### Dataset records
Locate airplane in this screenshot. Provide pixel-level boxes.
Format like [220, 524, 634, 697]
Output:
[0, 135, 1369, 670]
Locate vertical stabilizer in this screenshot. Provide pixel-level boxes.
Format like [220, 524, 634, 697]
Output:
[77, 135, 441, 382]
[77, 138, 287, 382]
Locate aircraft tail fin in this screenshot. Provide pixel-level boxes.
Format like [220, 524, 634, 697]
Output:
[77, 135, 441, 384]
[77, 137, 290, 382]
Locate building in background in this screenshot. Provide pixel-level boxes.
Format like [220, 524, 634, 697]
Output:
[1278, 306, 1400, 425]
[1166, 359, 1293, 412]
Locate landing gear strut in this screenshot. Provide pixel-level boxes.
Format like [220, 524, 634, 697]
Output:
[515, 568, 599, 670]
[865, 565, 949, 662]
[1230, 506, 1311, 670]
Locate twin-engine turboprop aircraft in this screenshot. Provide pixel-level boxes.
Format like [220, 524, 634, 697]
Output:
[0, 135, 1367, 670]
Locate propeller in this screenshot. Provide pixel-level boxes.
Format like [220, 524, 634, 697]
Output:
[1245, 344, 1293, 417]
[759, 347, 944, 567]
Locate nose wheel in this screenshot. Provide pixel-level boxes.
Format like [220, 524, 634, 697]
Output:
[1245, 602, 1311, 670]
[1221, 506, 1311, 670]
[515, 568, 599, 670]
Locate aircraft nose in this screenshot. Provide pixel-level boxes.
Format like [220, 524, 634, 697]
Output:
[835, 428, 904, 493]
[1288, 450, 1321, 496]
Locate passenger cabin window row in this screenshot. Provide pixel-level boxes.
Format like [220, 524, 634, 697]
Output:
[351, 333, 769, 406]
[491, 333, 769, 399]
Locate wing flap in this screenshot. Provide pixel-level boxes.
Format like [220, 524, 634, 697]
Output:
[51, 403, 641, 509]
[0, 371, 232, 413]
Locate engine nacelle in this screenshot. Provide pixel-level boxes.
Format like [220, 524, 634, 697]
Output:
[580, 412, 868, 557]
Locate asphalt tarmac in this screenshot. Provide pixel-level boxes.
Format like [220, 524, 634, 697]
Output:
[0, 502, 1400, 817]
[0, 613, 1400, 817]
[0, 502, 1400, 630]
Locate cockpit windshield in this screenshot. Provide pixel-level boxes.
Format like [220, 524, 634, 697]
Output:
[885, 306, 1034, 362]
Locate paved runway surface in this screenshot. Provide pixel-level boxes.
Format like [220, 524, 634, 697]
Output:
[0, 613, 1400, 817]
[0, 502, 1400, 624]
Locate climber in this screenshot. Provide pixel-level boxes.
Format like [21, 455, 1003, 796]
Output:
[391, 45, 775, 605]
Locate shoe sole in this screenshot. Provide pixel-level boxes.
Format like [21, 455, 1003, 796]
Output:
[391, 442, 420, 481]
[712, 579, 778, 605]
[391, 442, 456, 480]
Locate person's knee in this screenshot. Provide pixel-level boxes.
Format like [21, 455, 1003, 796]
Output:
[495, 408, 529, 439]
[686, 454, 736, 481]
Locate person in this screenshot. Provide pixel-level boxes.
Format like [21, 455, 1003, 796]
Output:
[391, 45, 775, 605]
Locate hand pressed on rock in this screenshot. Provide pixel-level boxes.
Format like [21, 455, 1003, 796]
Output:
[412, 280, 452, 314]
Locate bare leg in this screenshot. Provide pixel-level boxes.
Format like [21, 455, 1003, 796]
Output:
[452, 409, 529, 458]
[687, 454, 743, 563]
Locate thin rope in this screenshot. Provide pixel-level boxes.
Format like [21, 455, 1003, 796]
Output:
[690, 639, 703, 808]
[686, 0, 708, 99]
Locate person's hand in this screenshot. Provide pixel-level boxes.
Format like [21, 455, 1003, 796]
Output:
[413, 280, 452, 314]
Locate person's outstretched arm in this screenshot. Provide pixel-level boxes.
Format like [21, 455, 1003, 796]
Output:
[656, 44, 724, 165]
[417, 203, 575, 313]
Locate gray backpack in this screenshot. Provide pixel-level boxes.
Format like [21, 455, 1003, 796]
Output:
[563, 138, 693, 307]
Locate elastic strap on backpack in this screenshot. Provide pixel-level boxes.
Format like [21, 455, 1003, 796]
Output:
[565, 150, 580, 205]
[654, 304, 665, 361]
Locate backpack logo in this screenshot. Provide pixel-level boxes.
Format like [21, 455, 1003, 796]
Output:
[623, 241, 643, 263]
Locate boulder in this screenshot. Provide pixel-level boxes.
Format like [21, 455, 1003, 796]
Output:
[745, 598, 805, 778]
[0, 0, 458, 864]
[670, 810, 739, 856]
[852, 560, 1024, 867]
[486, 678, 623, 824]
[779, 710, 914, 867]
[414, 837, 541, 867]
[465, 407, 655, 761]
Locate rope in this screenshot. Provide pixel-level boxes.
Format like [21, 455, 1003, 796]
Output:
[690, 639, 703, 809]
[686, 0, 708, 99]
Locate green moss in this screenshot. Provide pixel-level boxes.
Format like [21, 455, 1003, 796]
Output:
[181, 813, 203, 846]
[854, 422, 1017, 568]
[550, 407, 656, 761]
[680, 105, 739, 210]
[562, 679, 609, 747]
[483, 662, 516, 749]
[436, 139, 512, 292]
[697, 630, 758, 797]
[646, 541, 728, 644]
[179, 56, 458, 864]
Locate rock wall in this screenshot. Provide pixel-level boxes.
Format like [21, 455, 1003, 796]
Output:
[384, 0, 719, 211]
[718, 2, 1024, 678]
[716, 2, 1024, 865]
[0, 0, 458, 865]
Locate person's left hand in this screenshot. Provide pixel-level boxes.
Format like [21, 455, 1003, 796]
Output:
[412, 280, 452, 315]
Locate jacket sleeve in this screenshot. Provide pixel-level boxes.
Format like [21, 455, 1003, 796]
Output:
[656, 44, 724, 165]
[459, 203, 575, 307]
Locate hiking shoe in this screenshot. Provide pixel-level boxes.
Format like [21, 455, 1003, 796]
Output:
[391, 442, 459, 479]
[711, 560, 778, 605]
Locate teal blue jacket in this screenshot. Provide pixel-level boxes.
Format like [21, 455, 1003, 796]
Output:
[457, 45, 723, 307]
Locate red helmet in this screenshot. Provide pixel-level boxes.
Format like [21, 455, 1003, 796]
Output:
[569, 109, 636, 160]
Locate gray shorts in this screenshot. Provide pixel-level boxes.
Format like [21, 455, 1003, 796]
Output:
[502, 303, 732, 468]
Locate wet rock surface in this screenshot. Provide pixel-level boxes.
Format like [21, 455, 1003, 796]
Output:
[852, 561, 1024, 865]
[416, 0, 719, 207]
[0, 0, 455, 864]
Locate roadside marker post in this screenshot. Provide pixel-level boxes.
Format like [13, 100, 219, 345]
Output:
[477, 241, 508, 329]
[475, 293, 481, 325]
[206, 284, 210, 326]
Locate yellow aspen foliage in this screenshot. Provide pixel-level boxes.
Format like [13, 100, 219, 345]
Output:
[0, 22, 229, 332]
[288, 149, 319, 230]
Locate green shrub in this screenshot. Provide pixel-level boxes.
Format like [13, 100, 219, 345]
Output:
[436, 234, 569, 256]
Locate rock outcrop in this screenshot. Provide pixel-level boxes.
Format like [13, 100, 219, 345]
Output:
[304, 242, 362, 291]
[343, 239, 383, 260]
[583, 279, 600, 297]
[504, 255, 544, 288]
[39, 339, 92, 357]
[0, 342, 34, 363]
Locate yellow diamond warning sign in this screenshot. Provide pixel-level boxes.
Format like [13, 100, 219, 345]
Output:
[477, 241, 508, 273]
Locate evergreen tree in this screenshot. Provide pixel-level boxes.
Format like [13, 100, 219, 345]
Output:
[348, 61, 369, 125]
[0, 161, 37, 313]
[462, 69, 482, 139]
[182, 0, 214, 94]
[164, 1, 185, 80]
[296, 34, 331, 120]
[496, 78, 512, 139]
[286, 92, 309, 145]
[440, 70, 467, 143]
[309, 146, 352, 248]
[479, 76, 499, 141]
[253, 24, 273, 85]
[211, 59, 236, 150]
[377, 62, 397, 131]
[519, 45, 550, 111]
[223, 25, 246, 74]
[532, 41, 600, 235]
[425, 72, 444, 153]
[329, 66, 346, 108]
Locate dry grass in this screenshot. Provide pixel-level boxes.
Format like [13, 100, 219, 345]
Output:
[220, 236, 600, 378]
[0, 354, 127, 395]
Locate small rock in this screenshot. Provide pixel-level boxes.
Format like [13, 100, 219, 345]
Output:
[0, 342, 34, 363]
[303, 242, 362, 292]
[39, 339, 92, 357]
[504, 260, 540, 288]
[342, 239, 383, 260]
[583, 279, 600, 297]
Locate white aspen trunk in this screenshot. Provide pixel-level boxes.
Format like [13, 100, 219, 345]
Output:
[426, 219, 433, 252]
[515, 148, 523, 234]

### Problem statement
Quote the listing above verbatim, beginning at the line that contains "Locate propeller in" and stopping after the line that contains "[687, 454, 743, 563]".

### Exercise solution
Locate propeller in this screenshot. Provide pixel-level boxes.
Format like [220, 524, 634, 697]
Output:
[1245, 344, 1293, 417]
[759, 347, 944, 567]
Locate nose wheel in this screenshot. Provide pixel-level boxes.
Format like [220, 524, 634, 697]
Output:
[1245, 602, 1311, 670]
[1221, 506, 1311, 670]
[515, 568, 599, 670]
Locate aircraft nose in this screenshot. Provide pixel-level boxes.
Format like [220, 524, 634, 697]
Output:
[835, 428, 904, 493]
[1288, 450, 1321, 496]
Locate passenger cabin window row in this screenshot. Provide pixel-level boxes.
Format like [220, 524, 634, 697]
Output:
[351, 333, 769, 406]
[491, 333, 769, 399]
Locate wing flap in this screenshot. Provide pixel-level boxes.
Format like [220, 524, 634, 697]
Output:
[51, 403, 641, 509]
[0, 371, 232, 413]
Locate engine nacelle in this screenshot. Provide pixel-level boxes.
Format like [220, 524, 634, 697]
Output:
[580, 412, 868, 557]
Locate asphalt tarmac in this screenshot. Provide pixel-level boxes.
Format like [220, 524, 634, 697]
Output:
[0, 502, 1400, 817]
[0, 613, 1400, 817]
[0, 502, 1400, 630]
Locate cockpit windshield in this screenshot. Provide pixel-level boxes.
Format like [220, 524, 634, 697]
Output:
[885, 306, 1034, 362]
Locate paved runway surface in this screenshot. Provide pixel-level boxes.
Format like [220, 524, 634, 697]
Output:
[0, 613, 1400, 817]
[0, 502, 1400, 624]
Locate climber in this screenshot. Provide pixel-level boxes.
Format like [21, 455, 1003, 796]
Output:
[391, 45, 775, 605]
Locate shoe sole in this screenshot. Provide pixel-level boxes.
Format like [21, 455, 1003, 796]
Output:
[391, 442, 420, 481]
[712, 579, 778, 605]
[391, 442, 456, 480]
Locate person's knee in this screenshot. Provide pixel-level boxes.
Format like [21, 455, 1003, 796]
Output:
[495, 408, 529, 439]
[686, 454, 736, 481]
Locate person in this screenshot. Provide pixel-level boxes.
Format like [21, 455, 1003, 796]
Output:
[391, 45, 775, 605]
Locate hand pressed on rock in this screenshot. Provide pixel-level boxes.
Format like [21, 455, 1003, 796]
Output:
[412, 280, 452, 314]
Locate bare leg in this screenshot. Provide pixel-level boxes.
Format like [21, 455, 1003, 796]
Output:
[452, 409, 529, 458]
[687, 454, 743, 563]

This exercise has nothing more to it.